* **FRAGMENT TEKSTU**:
• • • • • • •

Partner merytoryczny: Eleven Sports

Wisła Kraków dopięła swego. UEFA wraca do meczu Ligi Europy. Jest zmiana decyzji

Odwołanie Wisły Kraków przyniosło pozytywny skutek. Komisja Kontroli, Etyki i Dyscypliny UEFA częściowo uwzględniła odwołanie klubu w sprawie kary za wydarzenia w I rundzie kwalifikacji Ligi Europy. Do niepożądanych incydentów doszło podczas meczu z kosowskim Llapi Podujevo na obiekcie przy Reymonta. "Biała Gwiazda" pokonała niżej notowanego rywala 2:0, ale w trakcie spotkania doszło do szeregu zaniedbań organizacyjnych.

Wisła Kraków stoczyła zaciętą batalię na scenie europejskiej, ale fazy kwalifikacyjnej nie przebrnęła
Wisła Kraków stoczyła zaciętą batalię na scenie europejskiej, ale fazy kwalifikacyjnej nie przebrnęła /Newspix

Pierwszy mecz z Llapi Podujevo rozegrano 11 lipca. Na swoim terenie Wisła Kraków wygrała 2:0. W rewanżu również okazała się lepsza, triumfując 2:1, co oznaczało awans do II rundy kwalifikacji Ligi Europy.

Tam czekał jednak już Rapid Wiedeń. "Biała Gwiazda" zderzyła się ze ścianą - w dwumeczu została rozbita 2:8. Batalia w kwalifikacjach Ligi Konferencji także nie zakończyła się powodzeniem. Krakowianom została więc już tylko rywalizacja na arenie krajowej.

• • • • • • •

* **PODANE INFORMACJE**:
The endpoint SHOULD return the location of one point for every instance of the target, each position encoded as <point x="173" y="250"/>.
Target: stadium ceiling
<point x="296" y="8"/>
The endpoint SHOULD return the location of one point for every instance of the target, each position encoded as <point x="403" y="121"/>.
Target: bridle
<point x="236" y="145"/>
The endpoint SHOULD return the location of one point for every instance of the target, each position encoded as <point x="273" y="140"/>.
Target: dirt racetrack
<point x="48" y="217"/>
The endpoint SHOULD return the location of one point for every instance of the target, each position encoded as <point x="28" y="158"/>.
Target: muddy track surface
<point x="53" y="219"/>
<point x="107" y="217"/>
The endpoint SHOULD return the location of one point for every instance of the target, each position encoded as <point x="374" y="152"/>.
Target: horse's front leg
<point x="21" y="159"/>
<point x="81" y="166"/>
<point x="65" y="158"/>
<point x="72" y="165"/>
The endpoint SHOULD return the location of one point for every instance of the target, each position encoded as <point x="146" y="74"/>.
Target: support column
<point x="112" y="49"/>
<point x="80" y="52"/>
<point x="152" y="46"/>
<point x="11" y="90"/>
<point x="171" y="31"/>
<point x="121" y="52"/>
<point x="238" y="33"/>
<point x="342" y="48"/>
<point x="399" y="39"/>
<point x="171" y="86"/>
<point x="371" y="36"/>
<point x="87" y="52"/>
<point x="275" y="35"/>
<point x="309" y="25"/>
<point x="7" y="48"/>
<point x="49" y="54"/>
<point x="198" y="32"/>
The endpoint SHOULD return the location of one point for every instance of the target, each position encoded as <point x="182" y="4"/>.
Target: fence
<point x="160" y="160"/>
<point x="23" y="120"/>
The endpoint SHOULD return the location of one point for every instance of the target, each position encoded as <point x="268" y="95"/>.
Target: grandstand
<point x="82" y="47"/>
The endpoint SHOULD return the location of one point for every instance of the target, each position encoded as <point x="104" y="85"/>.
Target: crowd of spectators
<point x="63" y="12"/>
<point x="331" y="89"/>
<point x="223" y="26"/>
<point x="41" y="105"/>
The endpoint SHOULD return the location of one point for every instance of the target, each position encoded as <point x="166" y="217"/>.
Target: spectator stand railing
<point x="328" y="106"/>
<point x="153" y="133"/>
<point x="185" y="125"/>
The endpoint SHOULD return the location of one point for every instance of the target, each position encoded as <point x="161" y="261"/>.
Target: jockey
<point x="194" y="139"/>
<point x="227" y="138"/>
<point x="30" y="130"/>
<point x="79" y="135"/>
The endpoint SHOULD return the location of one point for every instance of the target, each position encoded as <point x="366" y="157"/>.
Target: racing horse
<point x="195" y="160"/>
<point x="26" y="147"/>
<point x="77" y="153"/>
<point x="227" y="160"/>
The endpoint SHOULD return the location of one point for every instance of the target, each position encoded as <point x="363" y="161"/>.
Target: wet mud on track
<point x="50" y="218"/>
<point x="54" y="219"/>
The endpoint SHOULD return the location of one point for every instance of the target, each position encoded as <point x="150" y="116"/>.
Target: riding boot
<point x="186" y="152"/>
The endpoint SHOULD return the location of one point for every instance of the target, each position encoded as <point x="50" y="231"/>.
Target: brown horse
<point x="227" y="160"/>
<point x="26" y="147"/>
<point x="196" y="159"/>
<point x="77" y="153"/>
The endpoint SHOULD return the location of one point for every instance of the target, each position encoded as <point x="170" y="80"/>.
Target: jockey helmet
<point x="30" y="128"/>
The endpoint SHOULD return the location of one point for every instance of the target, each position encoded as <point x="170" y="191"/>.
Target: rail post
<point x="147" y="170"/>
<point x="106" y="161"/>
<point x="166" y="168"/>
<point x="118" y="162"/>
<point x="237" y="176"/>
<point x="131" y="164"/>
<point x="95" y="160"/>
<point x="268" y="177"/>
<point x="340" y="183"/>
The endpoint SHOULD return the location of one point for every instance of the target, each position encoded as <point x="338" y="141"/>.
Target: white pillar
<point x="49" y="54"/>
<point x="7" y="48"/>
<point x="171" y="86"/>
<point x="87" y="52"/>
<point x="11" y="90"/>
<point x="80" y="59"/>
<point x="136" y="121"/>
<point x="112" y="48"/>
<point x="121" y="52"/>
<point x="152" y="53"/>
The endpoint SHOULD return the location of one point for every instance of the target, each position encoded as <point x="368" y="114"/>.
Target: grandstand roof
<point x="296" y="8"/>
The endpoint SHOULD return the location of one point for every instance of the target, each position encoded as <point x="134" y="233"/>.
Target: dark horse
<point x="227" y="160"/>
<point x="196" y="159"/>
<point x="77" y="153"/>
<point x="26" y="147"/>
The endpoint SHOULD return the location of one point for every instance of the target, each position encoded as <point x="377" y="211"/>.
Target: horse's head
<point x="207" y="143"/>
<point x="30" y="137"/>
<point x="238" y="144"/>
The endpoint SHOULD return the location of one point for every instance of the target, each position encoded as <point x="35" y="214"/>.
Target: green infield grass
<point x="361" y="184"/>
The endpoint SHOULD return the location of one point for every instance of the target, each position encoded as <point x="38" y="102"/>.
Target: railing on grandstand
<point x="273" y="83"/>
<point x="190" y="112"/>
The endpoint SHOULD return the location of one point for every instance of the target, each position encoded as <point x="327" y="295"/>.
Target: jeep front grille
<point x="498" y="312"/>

• • • • • • •

* **CEL ZADANIA**: W tekście o Wiśle Kraków zastąp "rozbita" słowem "pokonana" i przytocz fragment, zaczynając od "Tam czekał jednak" i sięgając aż do "na arenie krajowej.".

* **WYNIK ĆWICZENIA**:
Tam czekał jednak już Rapid Wiedeń. "Biała Gwiazda" zderzyła się ze ścianą - w dwumeczu została pokonana 2:8. Batalia w kwalifikacjach Ligi Konferencji także nie zakończyła się powodzeniem. Krakowianom została więc już tylko rywalizacja na arenie krajowej.